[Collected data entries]

[START]

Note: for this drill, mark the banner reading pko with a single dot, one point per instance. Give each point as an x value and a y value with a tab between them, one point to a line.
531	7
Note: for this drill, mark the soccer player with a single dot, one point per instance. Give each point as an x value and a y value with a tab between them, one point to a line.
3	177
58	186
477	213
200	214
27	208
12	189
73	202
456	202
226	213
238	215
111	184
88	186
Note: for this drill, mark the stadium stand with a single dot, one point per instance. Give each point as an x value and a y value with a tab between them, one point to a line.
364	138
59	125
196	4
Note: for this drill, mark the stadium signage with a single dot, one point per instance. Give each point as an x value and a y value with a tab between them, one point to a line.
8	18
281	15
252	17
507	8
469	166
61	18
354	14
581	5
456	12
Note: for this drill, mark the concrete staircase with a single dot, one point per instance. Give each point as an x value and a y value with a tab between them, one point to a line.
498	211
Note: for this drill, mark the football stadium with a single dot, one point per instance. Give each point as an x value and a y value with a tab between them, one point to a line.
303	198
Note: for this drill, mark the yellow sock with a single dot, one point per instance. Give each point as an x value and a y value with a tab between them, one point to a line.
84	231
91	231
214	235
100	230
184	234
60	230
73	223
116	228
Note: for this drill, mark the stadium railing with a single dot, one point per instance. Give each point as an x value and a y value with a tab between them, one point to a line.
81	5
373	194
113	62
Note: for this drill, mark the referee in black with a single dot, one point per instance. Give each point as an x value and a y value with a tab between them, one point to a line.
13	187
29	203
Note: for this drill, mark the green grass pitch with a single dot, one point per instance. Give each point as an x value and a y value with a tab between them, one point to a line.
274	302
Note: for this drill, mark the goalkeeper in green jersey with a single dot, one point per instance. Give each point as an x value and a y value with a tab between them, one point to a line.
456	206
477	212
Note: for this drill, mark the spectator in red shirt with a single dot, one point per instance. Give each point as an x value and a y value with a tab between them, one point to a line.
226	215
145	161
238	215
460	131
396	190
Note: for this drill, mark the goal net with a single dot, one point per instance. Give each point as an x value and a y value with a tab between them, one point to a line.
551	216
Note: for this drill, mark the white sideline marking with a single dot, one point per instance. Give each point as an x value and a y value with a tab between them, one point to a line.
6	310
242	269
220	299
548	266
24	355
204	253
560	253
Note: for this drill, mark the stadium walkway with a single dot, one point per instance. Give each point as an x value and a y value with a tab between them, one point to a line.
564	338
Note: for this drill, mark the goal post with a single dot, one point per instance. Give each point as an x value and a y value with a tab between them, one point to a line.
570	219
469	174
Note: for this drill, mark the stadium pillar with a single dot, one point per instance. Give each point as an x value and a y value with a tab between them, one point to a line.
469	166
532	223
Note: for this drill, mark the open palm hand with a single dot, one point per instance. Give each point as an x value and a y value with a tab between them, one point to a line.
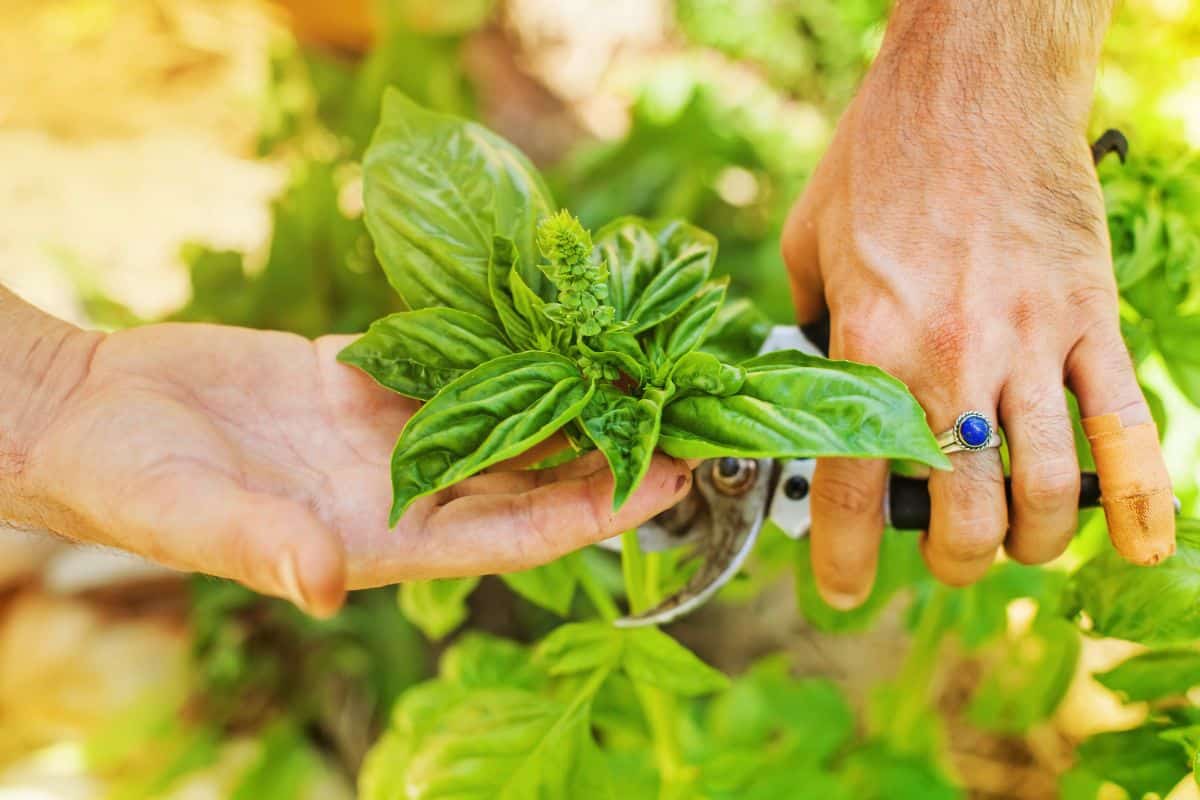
257	456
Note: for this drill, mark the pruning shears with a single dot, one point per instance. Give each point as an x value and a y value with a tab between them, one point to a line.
731	499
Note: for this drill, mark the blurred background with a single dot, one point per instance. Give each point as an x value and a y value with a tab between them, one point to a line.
197	160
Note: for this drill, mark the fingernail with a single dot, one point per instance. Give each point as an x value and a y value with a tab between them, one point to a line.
289	581
843	601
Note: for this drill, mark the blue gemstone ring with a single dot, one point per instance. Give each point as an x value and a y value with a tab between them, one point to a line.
971	431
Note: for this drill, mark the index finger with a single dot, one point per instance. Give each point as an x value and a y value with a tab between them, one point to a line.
1135	488
516	530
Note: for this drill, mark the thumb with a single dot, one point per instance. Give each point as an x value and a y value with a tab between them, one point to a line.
801	256
205	522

[END]

* **STATED PROBLEM**
Rewrite every one of the entries, switching each "drill" to "exercise" and leaving everything else as it is. Omit the pictures.

* **RESULT FOR THIS TASK**
Note: for this exercise, mark the banner reading pko with a single dot, one point per instance. Give each point as an x value and a y value with a tab between them, one point to a line.
531	7
Note: for this exercise, mark the soccer player with a single dot, one point per instance. Give each point as an x value and a y value with a tab between them, one point to a line.
3	177
58	186
477	213
200	214
27	208
12	189
73	202
456	202
226	213
238	215
111	184
88	186
Note: for this exercise, mark the stadium stand with a single dot, one point per instance. Give each point as an x value and a y value with a tab between them, one point to a line.
364	138
59	125
196	4
Note: for this exercise, mark the stadium signage with a single dot, one point per instance. Give each point as an x value and a y value with a tab between them, one point to a line.
8	18
281	15
252	17
507	8
469	166
61	18
354	14
581	5
456	12
Note: for this exercise, mark the concrete staircase with a single dot, one point per instance. Give each point as an x value and a y value with a tab between them, one point to a line.
498	211
Note: for this exercise, mark the football stadium with a single dot, one point per instance. Give each point as an x value and a y value with a tab between them, one point to a line.
303	198
Note: for this exercise, mark the yellow sock with a single dot, one point per instance. Give each point as an x value and a y value with a tab between them, one point to a line.
84	231
91	231
214	235
100	230
184	234
60	230
73	223
116	228
Note: for this exercise, mark the stadium railing with a single dot, one point per instance. Give each point as an x value and a y value with a tab between them, one point to a line.
81	5
373	194
113	62
Note: for this exercise, mark the referee in black with a single dot, one point per instance. Give each point as an x value and a y value with a tab between them, one point to a line.
13	187
29	203
Note: for this exercise, mark the green grass pitch with a single dot, one point per instance. Give each point as an x value and a y value with a tab between them, one point to a line.
274	302
Note: for this exercise, mark the goalkeeper in green jersey with a single dot, one point per instance. Give each point as an x value and a y value with a tab between them, one point to a line.
456	206
477	212
Note: for this exercise, mark the spectator in red shirt with a single dot, one point per instance. Give each point as an x value and a y value with a tab between them, one point to a line.
226	215
145	161
238	215
460	131
396	190
Note: for this exercise, mark the goal net with a single dot, one point per instance. Give each point as an x value and a y value with a tab between them, one point to a line.
551	216
Note: for this exercise, mark the white sideline marking with a single dot, one point per instance. Give each point as an x value and a y value with a tab between them, one point to a line.
6	310
242	269
220	299
548	266
24	355
204	253
560	253
Note: for this exercise, mark the stadium walkway with a single dot, one point per instance. Give each point as an x value and a y value with a tab between them, one point to a line.
564	338
Note: for this exercise, mark the goal post with a single dot, one point per instance. Give each point as an x value and a y value with a tab between them, one point to a line.
570	219
469	174
Note: for this exercise, mark the stadium pillar with a single dot, one point per instance. Give each point as an x value and a y value with a tab between them, one point to a line.
469	166
532	223
Note: for this exercise, mark the open palm hand with a single dot, one point per instance. Give each point as an x value and a y value with a tab between them, one point to a line.
257	456
Note: for this exercise, mark the pruning shears with a single dot, one point per instance. Give each point as an x value and a y value with a tab between them, one point to a line.
731	499
Note: for this exercise, mark the blurred background with a single dot, one point per instance. Give each point as an x value and a y value with a tab between them, one point to a line.
197	160
Note: for this exercise, mark the fingernail with a single dot, one point per instance. Give each point as an x value and a y value with a tab between them, one point to a line.
289	581
843	601
Note: for this exercise, mark the blue gemstone ring with a single dot, one point per instance. Give each point as an x value and a y value with a tab between them, one point to a line.
971	431
Note: for this exercise, mark the index finger with a single dot, one point per instance. Give each point as an x value and a y value with a tab between them, one point to a line.
1135	488
516	530
Note: for this exercise, mark the thumb with a single dot, one point per instance. Give each point as an x value and a y value with a tab between them, one point to a line.
801	256
205	522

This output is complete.